• _MATERIAL TO PROCESS_
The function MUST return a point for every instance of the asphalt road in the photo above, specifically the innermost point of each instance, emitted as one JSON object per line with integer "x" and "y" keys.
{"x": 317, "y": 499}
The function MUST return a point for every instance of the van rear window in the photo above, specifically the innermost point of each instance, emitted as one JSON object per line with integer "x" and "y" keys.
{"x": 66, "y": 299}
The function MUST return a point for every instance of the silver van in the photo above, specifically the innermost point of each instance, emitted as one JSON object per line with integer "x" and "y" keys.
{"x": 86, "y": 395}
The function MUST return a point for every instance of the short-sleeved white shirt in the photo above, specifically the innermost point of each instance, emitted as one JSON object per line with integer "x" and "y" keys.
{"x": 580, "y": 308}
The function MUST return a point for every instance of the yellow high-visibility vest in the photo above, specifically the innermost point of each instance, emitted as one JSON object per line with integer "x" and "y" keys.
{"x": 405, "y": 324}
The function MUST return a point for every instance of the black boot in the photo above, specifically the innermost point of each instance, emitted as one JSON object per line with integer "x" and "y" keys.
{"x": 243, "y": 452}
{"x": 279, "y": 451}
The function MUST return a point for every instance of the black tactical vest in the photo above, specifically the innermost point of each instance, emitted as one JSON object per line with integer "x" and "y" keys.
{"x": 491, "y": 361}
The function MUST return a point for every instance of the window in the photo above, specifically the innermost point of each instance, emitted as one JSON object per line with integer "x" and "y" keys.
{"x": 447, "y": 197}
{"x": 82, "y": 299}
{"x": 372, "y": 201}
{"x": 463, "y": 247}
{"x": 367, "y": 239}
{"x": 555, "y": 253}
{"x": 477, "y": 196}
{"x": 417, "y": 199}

• _PROBLEM TO WORK ON_
Switch "innermost" to "central" in the records from the line containing "of the window" through the end of the records, and write out only those lines with everything else unchanged.

• _OUTPUT BELOW_
The function MUST return a point for every instance of the window in the photo above, specifically the central point of each instance, emitted as one JSON object per line with integer "x" and "y" keys.
{"x": 447, "y": 197}
{"x": 82, "y": 299}
{"x": 372, "y": 201}
{"x": 463, "y": 247}
{"x": 367, "y": 239}
{"x": 555, "y": 253}
{"x": 477, "y": 196}
{"x": 417, "y": 199}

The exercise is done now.